[练习任务] 从含有“Object detection labeling — target class: white building.”的那一行起，一直到条目末尾为止（首尾两行均包括在内），请将这些行整理为一个 JSON 字符串列表，每行对应一个字符串，空行略去不计。答案中不要包含图片。

一组数据:
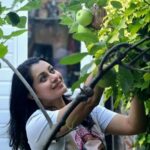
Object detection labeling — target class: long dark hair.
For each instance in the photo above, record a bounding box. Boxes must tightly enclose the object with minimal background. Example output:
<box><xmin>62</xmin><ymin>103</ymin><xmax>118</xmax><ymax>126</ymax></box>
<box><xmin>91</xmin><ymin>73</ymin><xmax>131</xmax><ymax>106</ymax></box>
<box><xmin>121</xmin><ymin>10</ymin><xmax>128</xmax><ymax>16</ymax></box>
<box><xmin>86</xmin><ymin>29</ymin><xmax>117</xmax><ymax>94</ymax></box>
<box><xmin>9</xmin><ymin>58</ymin><xmax>40</xmax><ymax>150</ymax></box>
<box><xmin>9</xmin><ymin>57</ymin><xmax>94</xmax><ymax>150</ymax></box>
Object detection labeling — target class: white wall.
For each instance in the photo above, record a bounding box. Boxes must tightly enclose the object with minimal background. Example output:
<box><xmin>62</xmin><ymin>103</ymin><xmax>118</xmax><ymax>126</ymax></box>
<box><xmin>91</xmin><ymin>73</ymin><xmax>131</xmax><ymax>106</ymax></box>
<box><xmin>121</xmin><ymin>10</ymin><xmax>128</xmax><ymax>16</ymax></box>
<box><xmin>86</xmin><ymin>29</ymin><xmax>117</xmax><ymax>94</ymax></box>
<box><xmin>0</xmin><ymin>0</ymin><xmax>27</xmax><ymax>150</ymax></box>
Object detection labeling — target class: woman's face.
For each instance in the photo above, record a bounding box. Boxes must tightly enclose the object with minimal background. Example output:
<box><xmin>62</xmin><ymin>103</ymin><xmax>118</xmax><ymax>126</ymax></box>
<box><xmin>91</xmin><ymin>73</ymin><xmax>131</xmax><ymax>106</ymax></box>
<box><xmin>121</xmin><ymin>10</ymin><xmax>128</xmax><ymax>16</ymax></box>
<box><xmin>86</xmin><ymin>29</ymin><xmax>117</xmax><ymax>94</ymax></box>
<box><xmin>31</xmin><ymin>60</ymin><xmax>67</xmax><ymax>107</ymax></box>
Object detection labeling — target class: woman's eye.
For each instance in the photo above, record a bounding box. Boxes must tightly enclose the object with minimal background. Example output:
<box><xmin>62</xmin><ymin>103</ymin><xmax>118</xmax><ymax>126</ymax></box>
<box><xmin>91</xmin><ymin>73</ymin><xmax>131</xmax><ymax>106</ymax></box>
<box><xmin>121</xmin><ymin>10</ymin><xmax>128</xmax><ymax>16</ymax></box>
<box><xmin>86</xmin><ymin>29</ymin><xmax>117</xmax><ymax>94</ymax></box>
<box><xmin>49</xmin><ymin>68</ymin><xmax>55</xmax><ymax>74</ymax></box>
<box><xmin>40</xmin><ymin>75</ymin><xmax>47</xmax><ymax>82</ymax></box>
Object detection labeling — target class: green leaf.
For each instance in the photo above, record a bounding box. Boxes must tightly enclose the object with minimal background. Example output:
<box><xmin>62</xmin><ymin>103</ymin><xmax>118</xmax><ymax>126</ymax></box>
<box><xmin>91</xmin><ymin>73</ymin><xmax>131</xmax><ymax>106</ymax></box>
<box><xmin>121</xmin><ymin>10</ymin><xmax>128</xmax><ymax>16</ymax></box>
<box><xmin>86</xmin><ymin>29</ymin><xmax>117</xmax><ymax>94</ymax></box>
<box><xmin>81</xmin><ymin>61</ymin><xmax>93</xmax><ymax>76</ymax></box>
<box><xmin>0</xmin><ymin>28</ymin><xmax>3</xmax><ymax>38</ymax></box>
<box><xmin>118</xmin><ymin>66</ymin><xmax>134</xmax><ymax>95</ymax></box>
<box><xmin>5</xmin><ymin>12</ymin><xmax>20</xmax><ymax>26</ymax></box>
<box><xmin>96</xmin><ymin>0</ymin><xmax>108</xmax><ymax>7</ymax></box>
<box><xmin>17</xmin><ymin>0</ymin><xmax>41</xmax><ymax>11</ymax></box>
<box><xmin>60</xmin><ymin>52</ymin><xmax>88</xmax><ymax>65</ymax></box>
<box><xmin>0</xmin><ymin>17</ymin><xmax>5</xmax><ymax>26</ymax></box>
<box><xmin>69</xmin><ymin>22</ymin><xmax>78</xmax><ymax>33</ymax></box>
<box><xmin>71</xmin><ymin>74</ymin><xmax>89</xmax><ymax>90</ymax></box>
<box><xmin>17</xmin><ymin>16</ymin><xmax>27</xmax><ymax>28</ymax></box>
<box><xmin>0</xmin><ymin>44</ymin><xmax>8</xmax><ymax>58</ymax></box>
<box><xmin>144</xmin><ymin>72</ymin><xmax>150</xmax><ymax>81</ymax></box>
<box><xmin>73</xmin><ymin>32</ymin><xmax>98</xmax><ymax>43</ymax></box>
<box><xmin>60</xmin><ymin>15</ymin><xmax>73</xmax><ymax>26</ymax></box>
<box><xmin>111</xmin><ymin>1</ymin><xmax>122</xmax><ymax>9</ymax></box>
<box><xmin>108</xmin><ymin>30</ymin><xmax>119</xmax><ymax>43</ymax></box>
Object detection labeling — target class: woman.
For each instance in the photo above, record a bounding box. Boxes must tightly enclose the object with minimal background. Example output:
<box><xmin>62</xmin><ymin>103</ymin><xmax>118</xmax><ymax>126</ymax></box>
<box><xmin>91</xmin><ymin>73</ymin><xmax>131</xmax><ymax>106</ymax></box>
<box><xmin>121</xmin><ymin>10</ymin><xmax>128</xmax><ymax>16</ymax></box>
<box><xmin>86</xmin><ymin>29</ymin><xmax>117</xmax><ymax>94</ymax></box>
<box><xmin>9</xmin><ymin>58</ymin><xmax>146</xmax><ymax>150</ymax></box>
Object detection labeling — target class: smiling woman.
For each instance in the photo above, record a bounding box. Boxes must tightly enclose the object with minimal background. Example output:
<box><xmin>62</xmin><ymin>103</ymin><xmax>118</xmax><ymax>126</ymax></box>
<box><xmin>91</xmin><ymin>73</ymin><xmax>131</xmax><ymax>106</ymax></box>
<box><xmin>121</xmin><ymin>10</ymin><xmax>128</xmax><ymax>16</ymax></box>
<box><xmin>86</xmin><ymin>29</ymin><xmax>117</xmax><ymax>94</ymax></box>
<box><xmin>9</xmin><ymin>57</ymin><xmax>146</xmax><ymax>150</ymax></box>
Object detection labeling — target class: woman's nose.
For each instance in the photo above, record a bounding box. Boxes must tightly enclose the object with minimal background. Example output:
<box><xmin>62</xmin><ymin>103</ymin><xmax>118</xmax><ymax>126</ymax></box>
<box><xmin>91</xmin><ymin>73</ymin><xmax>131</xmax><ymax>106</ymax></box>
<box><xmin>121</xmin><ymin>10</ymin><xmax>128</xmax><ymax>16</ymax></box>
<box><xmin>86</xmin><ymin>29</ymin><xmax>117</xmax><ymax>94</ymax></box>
<box><xmin>50</xmin><ymin>73</ymin><xmax>59</xmax><ymax>83</ymax></box>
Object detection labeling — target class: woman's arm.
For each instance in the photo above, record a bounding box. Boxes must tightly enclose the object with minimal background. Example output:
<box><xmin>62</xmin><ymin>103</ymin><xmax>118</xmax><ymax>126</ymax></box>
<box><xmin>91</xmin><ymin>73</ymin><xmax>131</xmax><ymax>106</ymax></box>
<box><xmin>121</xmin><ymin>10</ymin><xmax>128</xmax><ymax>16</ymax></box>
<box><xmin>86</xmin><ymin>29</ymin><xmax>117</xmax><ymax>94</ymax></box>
<box><xmin>106</xmin><ymin>96</ymin><xmax>147</xmax><ymax>135</ymax></box>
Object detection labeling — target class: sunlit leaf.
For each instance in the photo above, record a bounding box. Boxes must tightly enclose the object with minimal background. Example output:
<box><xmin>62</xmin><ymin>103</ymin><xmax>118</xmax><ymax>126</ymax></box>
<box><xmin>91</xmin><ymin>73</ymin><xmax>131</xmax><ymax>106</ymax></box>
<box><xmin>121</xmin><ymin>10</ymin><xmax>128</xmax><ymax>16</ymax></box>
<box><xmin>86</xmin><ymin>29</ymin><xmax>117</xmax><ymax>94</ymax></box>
<box><xmin>0</xmin><ymin>28</ymin><xmax>3</xmax><ymax>38</ymax></box>
<box><xmin>71</xmin><ymin>74</ymin><xmax>89</xmax><ymax>90</ymax></box>
<box><xmin>60</xmin><ymin>16</ymin><xmax>73</xmax><ymax>25</ymax></box>
<box><xmin>73</xmin><ymin>32</ymin><xmax>98</xmax><ymax>43</ymax></box>
<box><xmin>60</xmin><ymin>52</ymin><xmax>88</xmax><ymax>65</ymax></box>
<box><xmin>111</xmin><ymin>1</ymin><xmax>122</xmax><ymax>9</ymax></box>
<box><xmin>0</xmin><ymin>44</ymin><xmax>8</xmax><ymax>58</ymax></box>
<box><xmin>6</xmin><ymin>12</ymin><xmax>20</xmax><ymax>26</ymax></box>
<box><xmin>17</xmin><ymin>16</ymin><xmax>27</xmax><ymax>28</ymax></box>
<box><xmin>118</xmin><ymin>66</ymin><xmax>134</xmax><ymax>94</ymax></box>
<box><xmin>144</xmin><ymin>72</ymin><xmax>150</xmax><ymax>81</ymax></box>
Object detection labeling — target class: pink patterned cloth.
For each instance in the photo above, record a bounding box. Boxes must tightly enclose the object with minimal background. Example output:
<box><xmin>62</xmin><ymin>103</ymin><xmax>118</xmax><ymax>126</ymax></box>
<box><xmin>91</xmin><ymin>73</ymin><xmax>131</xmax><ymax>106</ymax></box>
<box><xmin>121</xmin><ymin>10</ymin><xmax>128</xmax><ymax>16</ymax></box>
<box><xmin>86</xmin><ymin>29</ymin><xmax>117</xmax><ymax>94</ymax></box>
<box><xmin>72</xmin><ymin>125</ymin><xmax>101</xmax><ymax>150</ymax></box>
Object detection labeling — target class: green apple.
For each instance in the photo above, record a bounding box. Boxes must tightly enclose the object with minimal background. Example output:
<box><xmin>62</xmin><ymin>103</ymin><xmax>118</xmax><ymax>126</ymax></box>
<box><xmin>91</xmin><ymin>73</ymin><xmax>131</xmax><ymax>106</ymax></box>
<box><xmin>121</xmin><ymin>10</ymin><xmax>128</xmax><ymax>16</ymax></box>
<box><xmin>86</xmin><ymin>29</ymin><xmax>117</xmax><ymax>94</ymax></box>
<box><xmin>76</xmin><ymin>8</ymin><xmax>93</xmax><ymax>27</ymax></box>
<box><xmin>78</xmin><ymin>24</ymin><xmax>91</xmax><ymax>33</ymax></box>
<box><xmin>96</xmin><ymin>0</ymin><xmax>108</xmax><ymax>7</ymax></box>
<box><xmin>97</xmin><ymin>69</ymin><xmax>116</xmax><ymax>88</ymax></box>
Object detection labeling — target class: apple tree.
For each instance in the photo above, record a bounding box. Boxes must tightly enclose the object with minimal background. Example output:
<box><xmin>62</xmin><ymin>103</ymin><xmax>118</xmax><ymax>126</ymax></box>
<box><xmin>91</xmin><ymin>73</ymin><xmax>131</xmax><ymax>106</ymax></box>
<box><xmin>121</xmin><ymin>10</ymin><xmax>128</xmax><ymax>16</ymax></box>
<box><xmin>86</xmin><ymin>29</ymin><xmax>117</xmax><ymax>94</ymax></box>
<box><xmin>60</xmin><ymin>0</ymin><xmax>150</xmax><ymax>149</ymax></box>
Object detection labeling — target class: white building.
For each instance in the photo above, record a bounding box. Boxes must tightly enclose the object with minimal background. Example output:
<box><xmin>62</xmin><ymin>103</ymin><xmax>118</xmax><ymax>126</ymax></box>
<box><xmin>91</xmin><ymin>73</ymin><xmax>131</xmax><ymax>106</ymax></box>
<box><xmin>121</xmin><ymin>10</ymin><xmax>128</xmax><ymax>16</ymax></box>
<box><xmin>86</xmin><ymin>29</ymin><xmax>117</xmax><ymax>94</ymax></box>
<box><xmin>0</xmin><ymin>0</ymin><xmax>27</xmax><ymax>150</ymax></box>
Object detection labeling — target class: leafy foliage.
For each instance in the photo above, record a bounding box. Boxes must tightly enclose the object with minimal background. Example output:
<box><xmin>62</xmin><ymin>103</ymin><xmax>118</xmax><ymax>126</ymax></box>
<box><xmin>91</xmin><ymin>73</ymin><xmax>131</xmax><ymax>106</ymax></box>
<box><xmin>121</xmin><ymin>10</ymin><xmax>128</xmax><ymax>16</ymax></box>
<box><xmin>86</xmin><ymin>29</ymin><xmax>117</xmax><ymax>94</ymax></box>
<box><xmin>60</xmin><ymin>0</ymin><xmax>150</xmax><ymax>148</ymax></box>
<box><xmin>0</xmin><ymin>0</ymin><xmax>41</xmax><ymax>58</ymax></box>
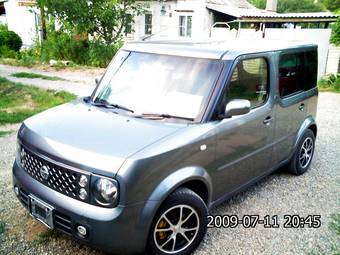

[作答]
[
  "Object detection labeling — target class: white building.",
  "For each instance in the photo above, record a bounding box. Boxes must tightly enclose the object with minimal background. Example output:",
  "<box><xmin>62</xmin><ymin>103</ymin><xmax>118</xmax><ymax>126</ymax></box>",
  "<box><xmin>91</xmin><ymin>73</ymin><xmax>131</xmax><ymax>106</ymax></box>",
  "<box><xmin>121</xmin><ymin>10</ymin><xmax>128</xmax><ymax>16</ymax></box>",
  "<box><xmin>86</xmin><ymin>29</ymin><xmax>117</xmax><ymax>94</ymax></box>",
  "<box><xmin>0</xmin><ymin>0</ymin><xmax>27</xmax><ymax>150</ymax></box>",
  "Object detection labeling — target class: leafy foliage.",
  "For each instance in the photo above, record a bounding box. Boxes must tightly enclose the object with minimal background. Example output:",
  "<box><xmin>62</xmin><ymin>103</ymin><xmax>118</xmax><ymax>126</ymax></box>",
  "<box><xmin>91</xmin><ymin>73</ymin><xmax>131</xmax><ymax>106</ymax></box>",
  "<box><xmin>121</xmin><ymin>10</ymin><xmax>128</xmax><ymax>16</ymax></box>",
  "<box><xmin>86</xmin><ymin>29</ymin><xmax>117</xmax><ymax>94</ymax></box>",
  "<box><xmin>60</xmin><ymin>0</ymin><xmax>150</xmax><ymax>148</ymax></box>",
  "<box><xmin>0</xmin><ymin>0</ymin><xmax>41</xmax><ymax>58</ymax></box>"
]